» **Requests**
A: Rewrite the Baghouz news report, everything from "BAGHOUZ, SYRIA: The" down to "into his walkie-talkie.", with "outpost" in place of "base".
B: Summarize the Baghouz news report in two sentences.
C: Continue the news report on the fight against Islamic State in Baghouz, picking up after its final sentence.

» **Text**
BAGHOUZ, SYRIA: The sound of mortar shelling and fighter jets whizzing by filled the air.

At the base in this small village, fighters from the US-backed Syrian Democratic Forces coordinate with their comrades about two kilometres (1.2 miles) away who are closing in on Islamic State militants hiding in their last toehold on the border between Syria and Iraq.

Despite the projectiles being fired, the mood among the fighters at this base is easy-going. The Kurdish-led force, with help from the US-led coalition, has all but defeated the most ferocious extremist group to terrorize the region in years.

“The situation is great. It can’t be better,” said one commander at the front line into his walkie-talkie.

Clashes continue inside the village of Baghouz, mostly at night. Fighters say IS militants are hiding among civilians in a displaced people’s camp to avoid airstrikes. Artillery rounds were meant to clear landmines for the SDF fighters to advance.

But SDF commanders insist the official end of the group’s hold on territory in Syria is near.

» **Listed records**
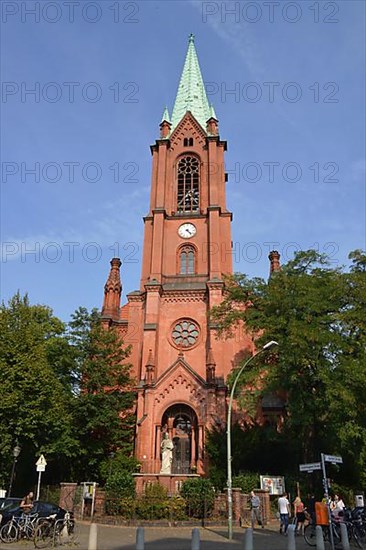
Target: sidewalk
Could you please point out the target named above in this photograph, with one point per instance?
(174, 538)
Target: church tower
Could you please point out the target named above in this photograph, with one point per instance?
(179, 363)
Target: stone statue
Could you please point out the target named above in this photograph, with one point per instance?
(167, 447)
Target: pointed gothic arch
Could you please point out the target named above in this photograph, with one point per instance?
(187, 259)
(188, 184)
(181, 423)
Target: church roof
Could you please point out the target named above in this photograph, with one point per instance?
(191, 94)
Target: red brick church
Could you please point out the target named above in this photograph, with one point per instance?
(180, 365)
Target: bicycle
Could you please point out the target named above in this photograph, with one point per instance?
(19, 527)
(310, 533)
(51, 532)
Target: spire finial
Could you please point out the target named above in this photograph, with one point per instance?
(191, 95)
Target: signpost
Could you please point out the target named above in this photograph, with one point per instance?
(333, 459)
(41, 467)
(310, 467)
(321, 466)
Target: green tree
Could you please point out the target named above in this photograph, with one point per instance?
(199, 495)
(34, 406)
(315, 312)
(103, 405)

» **Response list**
A:
BAGHOUZ, SYRIA: The sound of mortar shelling and fighter jets whizzing by filled the air.

At the outpost in this small village, fighters from the US-backed Syrian Democratic Forces coordinate with their comrades about two kilometres (1.2 miles) away who are closing in on Islamic State militants hiding in their last toehold on the border between Syria and Iraq.

Despite the projectiles being fired, the mood among the fighters at this outpost is easy-going. The Kurdish-led force, with help from the US-led coalition, has all but defeated the most ferocious extremist group to terrorize the region in years.

“The situation is great. It can’t be better,” said one commander at the front line into his walkie-talkie.

B: In the Syrian village of Baghouz, fighters of the US-backed, Kurdish-led Syrian Democratic Forces are closing in on Islamic State militants in the group's last toehold on the Syria-Iraq border, and the mood at their base is easy-going despite the shelling. Clashes continue mostly at night, and fighters say militants are hiding among civilians in a displaced people's camp, but SDF commanders insist the end of the group's hold on territory in Syria is near.

C:
“We will very soon bring good news to the whole world,” said Ciya Furat, a commander with the Kurdish-led SDF, speaking at a news conference, miles away at the al-Omar Oil Field Base in the Deir el-Zour province.


A US-backed Syrian Democratic Forces (SDF) fighter rides past destroyed homes and vehicles in a village recently retaken from Islamic State militants in Susah, Syria, Saturday, February 16, 2019. Photo: AP

“We are dealing with this small pocket with patience and caution. It is militarily fallen but civilians are used as human shields,” SDF spokesman Mustafa Bali told the AP. Bali added that the SDF believes that IS gunmen are also holding previously kidnapped Syrians in the area.

SDF fighters said that as they cleared areas captured from IS they found some captives held in bathrooms four days earlier, including two soldiers from the Syrian government. They added that they have also removed and buried bodies of foreign fighters.

“We found bodies of Moroccans, Chinese and Chechnyans. Bodies of foreigners,” said SDF fighter Hamza as he communicated with his comrades on his walkie-talkie.

Hamza said IS snipers still target their forces from among the civilians and described the abundance of land mines as a major challenge. He also had a message for the US president.

“We tell Trump, it wasn’t you that liberated it. It was us here on the ground,” he added.

Rami Abdurrahman, who heads the Britain-based Syrian Observatory for Human Rights, a war monitor, said SDF fighters are almost in full control of the area once controlled by extremists, adding that there might still be IS fighters hiding in a network of underground tunnels.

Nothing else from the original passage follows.